WHAT IS NEEDED » Would you transcribe the whole listing exactly and drop its images?

==================================================

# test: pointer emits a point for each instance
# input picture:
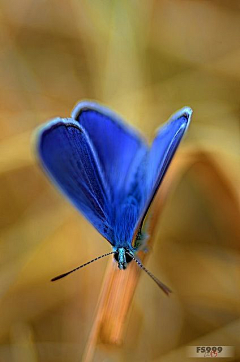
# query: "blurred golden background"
(145, 59)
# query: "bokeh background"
(145, 59)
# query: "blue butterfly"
(109, 173)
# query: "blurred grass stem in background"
(145, 60)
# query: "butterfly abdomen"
(125, 225)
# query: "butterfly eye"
(128, 257)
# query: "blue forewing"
(105, 167)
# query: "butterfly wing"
(68, 156)
(160, 155)
(119, 147)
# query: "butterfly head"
(123, 257)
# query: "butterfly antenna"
(164, 288)
(81, 266)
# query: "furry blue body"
(107, 170)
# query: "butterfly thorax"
(123, 257)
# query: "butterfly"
(109, 173)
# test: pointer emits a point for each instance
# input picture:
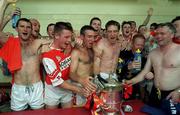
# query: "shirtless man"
(27, 88)
(176, 23)
(107, 51)
(35, 28)
(165, 61)
(82, 62)
(56, 61)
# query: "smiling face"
(88, 38)
(35, 28)
(63, 38)
(112, 33)
(24, 30)
(126, 30)
(96, 24)
(163, 35)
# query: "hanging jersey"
(57, 66)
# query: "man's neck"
(176, 40)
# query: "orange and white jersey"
(57, 66)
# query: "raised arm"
(146, 21)
(3, 5)
(141, 76)
(97, 58)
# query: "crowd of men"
(58, 69)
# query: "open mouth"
(25, 34)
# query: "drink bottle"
(15, 17)
(137, 58)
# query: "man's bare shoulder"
(154, 52)
(75, 53)
(101, 43)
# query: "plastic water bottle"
(120, 65)
(15, 18)
(137, 58)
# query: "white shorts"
(22, 96)
(106, 75)
(56, 95)
(80, 99)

==================================================

SOLUTION TO THIS PROBLEM »
# test: pointer emits a point for each instance
# input picture:
# query: "blurred golden background"
(145, 59)
# query: "bokeh background"
(145, 59)
# query: "blue butterfly"
(109, 173)
# query: "blurred grass stem in background"
(145, 60)
# query: "butterfly abdomen"
(125, 225)
# query: "butterfly eye"
(128, 257)
# query: "blue forewing"
(105, 167)
# query: "butterfly wing"
(68, 156)
(160, 155)
(119, 147)
# query: "butterfly head"
(123, 257)
# query: "butterfly antenna"
(164, 288)
(81, 266)
# query: "furry blue body"
(107, 170)
# query: "butterfly thorax"
(123, 257)
# query: "butterfly"
(109, 173)
# test: pointer emits a point for each instance
# input picture:
# query: "shirtless man"
(27, 88)
(176, 23)
(107, 51)
(35, 28)
(165, 61)
(82, 62)
(56, 61)
# query: "smiling face"
(88, 38)
(35, 28)
(63, 38)
(112, 33)
(24, 30)
(126, 30)
(96, 24)
(163, 35)
# query: "hanging jersey"
(57, 66)
# query: "man's neck"
(176, 40)
# query: "orange and white jersey"
(57, 66)
# query: "raised arm"
(146, 21)
(3, 5)
(141, 76)
(97, 58)
# query: "crowd of men"
(58, 69)
# query: "open mouth"
(25, 34)
# query: "drink bottle"
(15, 17)
(137, 58)
# query: "man's bare shoulder"
(154, 52)
(75, 53)
(101, 43)
# query: "plastic water bottle"
(120, 65)
(15, 18)
(137, 58)
# query: "white shorts"
(22, 96)
(106, 75)
(56, 95)
(80, 99)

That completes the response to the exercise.